Recursive random draw

Question

Let $R(n)$ be a random draw of integers between $0$ and $n − 1$ (inclusive). I repeatedly apply $R$, starting at $10^{100}$. What’s the expected number of repeated applications until I get zero?

Answer 1

Let $E(n)$ denote the expected number. Then $$E(1) = 1$$ $$E(n) = 1 + \frac{1}{n}\sum_{k=1}^{n-1}E(k),\:\: n > 1$$ since we always require at least 1, and with probability $1/n$ we land on one of the other $n-1$ numbers $k = 1$ to $n-1$, at which point we will require an additional $E(k)$. Inspection of how $E(n+1)$ is produced form $E(n)$ reveals $$E(n) = E(n-1) + \frac{1}{n}, \:\:n > 1$$ so $$E(n) = \sum_{k=1}^{n}\frac{1}{k}=H_n, \:\: n > 0$$ or the $n^{th}$ harmonic number. So $$E(10^{100}) = H_{10^{100}}$$ This will be approximately $\ln(10^{100})+\gamma$ where $\gamma$ is the Euler-Mascheroni constant, or $100/\log_{10}{e} + \gamma \approx 230.8.$

Answer 2

@PT272 great you added this part, but I think there is a little typo. Unfortunately I do not have the permissions to comment or even edit so I put it as a new answer.

After "and simplify" I it should be

$E(n+1) = 1+E(n)-\frac{\color{red}{n}}{n+1}$

────

__Task 1__
Using the random draw thread, decide whether each statement agrees with it: (a) the first answer puts the expected number at about 230.8; (b) R(n) draws integers from 1 to n; (c) the writer of the second answer edited the first answer directly. Give yes or no for each, with the words from the thread that settle it.

__Extracted entries__
────

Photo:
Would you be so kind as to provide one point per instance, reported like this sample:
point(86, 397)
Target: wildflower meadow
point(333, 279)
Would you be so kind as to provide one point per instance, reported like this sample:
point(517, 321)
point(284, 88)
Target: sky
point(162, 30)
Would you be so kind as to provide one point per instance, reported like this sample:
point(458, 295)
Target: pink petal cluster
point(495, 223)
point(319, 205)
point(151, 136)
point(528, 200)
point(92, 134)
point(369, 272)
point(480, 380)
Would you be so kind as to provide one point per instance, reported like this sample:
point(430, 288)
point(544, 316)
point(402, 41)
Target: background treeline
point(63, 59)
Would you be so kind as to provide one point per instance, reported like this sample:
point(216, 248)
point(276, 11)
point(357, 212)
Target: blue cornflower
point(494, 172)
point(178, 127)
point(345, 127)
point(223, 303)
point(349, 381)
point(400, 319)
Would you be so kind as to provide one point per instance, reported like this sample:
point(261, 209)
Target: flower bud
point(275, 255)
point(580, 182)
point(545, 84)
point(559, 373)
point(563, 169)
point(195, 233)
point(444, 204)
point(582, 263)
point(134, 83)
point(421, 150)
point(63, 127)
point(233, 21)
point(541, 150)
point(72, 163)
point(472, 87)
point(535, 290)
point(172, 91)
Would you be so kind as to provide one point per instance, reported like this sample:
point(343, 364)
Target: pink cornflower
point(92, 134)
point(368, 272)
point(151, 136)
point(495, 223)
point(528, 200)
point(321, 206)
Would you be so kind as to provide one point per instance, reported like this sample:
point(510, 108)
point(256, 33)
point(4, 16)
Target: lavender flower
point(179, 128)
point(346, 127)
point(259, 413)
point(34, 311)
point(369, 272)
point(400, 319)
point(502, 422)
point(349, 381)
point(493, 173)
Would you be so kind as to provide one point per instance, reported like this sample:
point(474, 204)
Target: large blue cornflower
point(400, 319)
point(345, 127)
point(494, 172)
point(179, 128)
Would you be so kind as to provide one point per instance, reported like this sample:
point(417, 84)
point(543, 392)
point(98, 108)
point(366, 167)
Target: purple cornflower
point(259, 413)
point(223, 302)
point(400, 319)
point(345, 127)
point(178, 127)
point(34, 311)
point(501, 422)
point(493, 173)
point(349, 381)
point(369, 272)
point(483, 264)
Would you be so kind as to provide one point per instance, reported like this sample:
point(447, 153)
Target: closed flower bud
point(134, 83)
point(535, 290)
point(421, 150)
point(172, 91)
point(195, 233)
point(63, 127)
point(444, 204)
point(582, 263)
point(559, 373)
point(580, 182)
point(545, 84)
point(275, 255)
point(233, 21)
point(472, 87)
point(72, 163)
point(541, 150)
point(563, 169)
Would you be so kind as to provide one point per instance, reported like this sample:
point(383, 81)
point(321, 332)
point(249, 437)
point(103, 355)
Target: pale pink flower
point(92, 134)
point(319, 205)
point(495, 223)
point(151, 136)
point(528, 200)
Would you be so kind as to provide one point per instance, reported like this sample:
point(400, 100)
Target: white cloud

────

__Task 2__
Report every line in the entries that contains the word "pink".

__Complete output 1__
(a) Yes: "or $100/\log_{10}{e} + \gamma \approx 230.8.$"
(b) No: "Let $R(n)$ be a random draw of integers between $0$ and $n − 1$ (inclusive)."
(c) No: "Unfortunately I do not have the permissions to comment or even edit so I put it as a new answer."

__Complete output 2__
Target: pink petal cluster
Target: pink cornflower
Target: pale pink flower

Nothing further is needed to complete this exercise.